Menurut teks bacaan di bawah, kapan perasaan gadis yang curhat itu terhadap sesama wanita bermula?

• _TEKS BACAAN_
========================================================================
Thursday, February 4, 2016

'Mbak, Saya Mencintai Sesama Jenis'

Seorang gadis curhat di inbox akun media sosial saya, "Mbak, saya mencintai sesama jenis.\" Ia menceritakan bagaimana kini ia jatuh cinta dengan sesama wanita.Semua berawal beberapa tahun lalu setelah ia putus dari pacar prianya. Berkali-kali ia disakiti laki-laki hingga akhirnya merasa nyaman ketika dekat dengan teman perempuan. Kedekatan yang menumbuhkan cinta.

Gadis itu bertanya apa pendapat saya dan bagaimana ia harus bersikap. Cukup lama saya berpikir bagaimana menjawab pertanyaannya. Ada beberapa pilihan untuk merespons pertanyaan seputar lesbian, gay, biseksual, dan transgender (LGBT).

Beberapa orang memilih memberi jawaban tegas dengan pendekatan ayat dan hadis yang tegas menantang LGBT, misalnya, surah al-Ankabut ayat 28 menyatakan itu sebagai perbuatan keji. "Dan, (ingatlah) ketika Luth berkata kepada kaumnya, 'Sesungguhnya kamu benar-benar mengerjakan perbuatan yang amat keji yang belum pernah dikerjakan oleh seorang pun dari umat-umat sebelum kamu.'"
Hadis Rasulullah juga menentang keras. "Dari Jabir RA berkata bahwa Rasulullah SAW bersabda, 'Sesungguhnya yang paling aku takuti (menimpa) umatku adalah perbuatan kaum Luth (sodomi).' " (HR Ibnu Majah).
========================================================================
• _BARIS YANG DIBERIKAN_
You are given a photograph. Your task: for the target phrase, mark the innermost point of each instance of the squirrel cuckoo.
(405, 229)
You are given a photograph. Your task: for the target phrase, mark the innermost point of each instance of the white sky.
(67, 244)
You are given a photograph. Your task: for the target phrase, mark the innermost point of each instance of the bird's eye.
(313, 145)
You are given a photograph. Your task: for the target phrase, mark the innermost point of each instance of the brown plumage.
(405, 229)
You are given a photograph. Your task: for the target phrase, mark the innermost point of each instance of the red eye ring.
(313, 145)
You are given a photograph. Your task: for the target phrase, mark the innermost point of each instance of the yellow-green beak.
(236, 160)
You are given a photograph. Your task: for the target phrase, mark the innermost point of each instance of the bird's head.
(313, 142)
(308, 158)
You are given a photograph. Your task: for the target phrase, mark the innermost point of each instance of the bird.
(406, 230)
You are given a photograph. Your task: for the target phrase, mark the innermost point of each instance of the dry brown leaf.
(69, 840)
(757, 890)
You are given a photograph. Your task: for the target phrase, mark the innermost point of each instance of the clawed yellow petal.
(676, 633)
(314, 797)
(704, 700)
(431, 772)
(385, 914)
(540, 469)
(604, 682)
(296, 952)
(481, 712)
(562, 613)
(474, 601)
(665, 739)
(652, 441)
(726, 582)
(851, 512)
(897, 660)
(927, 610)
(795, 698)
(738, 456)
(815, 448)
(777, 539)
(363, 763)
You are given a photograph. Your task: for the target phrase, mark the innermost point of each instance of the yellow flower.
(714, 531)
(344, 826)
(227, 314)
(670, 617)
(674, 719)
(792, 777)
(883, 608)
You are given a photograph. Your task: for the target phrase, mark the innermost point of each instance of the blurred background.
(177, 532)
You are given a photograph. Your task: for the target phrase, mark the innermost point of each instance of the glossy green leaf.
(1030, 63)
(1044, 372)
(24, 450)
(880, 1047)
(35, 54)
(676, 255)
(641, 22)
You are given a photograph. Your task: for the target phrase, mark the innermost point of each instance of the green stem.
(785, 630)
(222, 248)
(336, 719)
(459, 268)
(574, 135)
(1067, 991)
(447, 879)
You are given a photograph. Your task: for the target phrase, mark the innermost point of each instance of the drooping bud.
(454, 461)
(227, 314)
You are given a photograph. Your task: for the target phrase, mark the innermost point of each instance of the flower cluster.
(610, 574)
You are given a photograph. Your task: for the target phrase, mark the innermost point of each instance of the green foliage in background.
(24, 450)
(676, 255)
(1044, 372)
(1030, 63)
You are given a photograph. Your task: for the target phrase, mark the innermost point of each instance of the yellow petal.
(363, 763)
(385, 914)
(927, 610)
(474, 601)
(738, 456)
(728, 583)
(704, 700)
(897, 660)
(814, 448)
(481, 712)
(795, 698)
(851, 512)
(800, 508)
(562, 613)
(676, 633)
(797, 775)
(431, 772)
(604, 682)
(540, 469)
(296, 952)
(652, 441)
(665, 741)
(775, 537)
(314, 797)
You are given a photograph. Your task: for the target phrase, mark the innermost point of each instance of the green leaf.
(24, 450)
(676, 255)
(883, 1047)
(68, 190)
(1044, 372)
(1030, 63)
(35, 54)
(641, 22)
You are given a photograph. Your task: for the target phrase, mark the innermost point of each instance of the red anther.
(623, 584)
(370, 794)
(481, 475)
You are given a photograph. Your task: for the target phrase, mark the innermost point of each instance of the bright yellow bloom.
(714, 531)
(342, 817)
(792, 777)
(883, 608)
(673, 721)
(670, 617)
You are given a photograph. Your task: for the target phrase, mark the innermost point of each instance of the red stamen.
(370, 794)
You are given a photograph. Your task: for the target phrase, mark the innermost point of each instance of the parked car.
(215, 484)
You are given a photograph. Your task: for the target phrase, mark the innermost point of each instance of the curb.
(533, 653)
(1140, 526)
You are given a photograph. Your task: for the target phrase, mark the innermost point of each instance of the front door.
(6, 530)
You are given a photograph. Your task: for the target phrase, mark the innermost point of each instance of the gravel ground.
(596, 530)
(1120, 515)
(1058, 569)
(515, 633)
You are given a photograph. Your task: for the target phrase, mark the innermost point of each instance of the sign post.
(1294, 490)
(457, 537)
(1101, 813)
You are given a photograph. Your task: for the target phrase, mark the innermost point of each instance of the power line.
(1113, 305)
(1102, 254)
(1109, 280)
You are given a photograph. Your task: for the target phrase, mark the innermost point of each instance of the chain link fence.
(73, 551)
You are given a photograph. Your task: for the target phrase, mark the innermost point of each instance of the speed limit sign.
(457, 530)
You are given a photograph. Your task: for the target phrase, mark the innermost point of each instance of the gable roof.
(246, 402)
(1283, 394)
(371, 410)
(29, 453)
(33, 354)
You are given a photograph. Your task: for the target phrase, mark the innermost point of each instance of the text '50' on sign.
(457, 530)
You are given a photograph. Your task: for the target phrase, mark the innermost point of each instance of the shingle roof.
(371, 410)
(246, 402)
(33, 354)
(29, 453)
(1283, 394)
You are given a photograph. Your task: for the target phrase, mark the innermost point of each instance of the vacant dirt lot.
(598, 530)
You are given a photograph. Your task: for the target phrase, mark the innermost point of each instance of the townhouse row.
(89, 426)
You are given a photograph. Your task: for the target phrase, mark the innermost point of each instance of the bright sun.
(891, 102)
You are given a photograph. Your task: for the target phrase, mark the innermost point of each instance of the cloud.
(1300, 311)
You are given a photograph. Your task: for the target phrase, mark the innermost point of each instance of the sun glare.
========================================================================
• _HASIL_
Beberapa tahun lalu, setelah ia putus dari pacar prianya.